**Problem to solve**
Below are some records; copy each line in them that contains "outline".

◆ ◆ ◆

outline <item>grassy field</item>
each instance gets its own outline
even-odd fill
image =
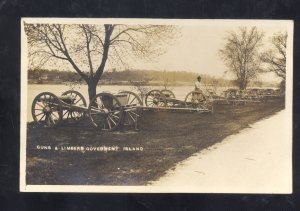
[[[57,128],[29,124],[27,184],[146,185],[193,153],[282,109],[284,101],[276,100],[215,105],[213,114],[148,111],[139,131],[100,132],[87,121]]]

◆ ◆ ◆

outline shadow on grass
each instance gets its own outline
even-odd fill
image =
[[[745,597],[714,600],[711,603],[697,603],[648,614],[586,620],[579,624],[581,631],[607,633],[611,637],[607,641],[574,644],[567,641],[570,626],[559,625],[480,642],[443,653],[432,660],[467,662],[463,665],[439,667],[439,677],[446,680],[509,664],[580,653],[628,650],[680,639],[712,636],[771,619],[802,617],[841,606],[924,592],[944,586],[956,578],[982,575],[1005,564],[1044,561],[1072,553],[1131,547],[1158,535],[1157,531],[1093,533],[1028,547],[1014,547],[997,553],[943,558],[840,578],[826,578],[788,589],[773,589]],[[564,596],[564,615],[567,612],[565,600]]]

◆ ◆ ◆

**Reply to the task**
outline <item>grassy field</item>
each instance gets its own outline
outline shadow on grass
each instance gets its own outline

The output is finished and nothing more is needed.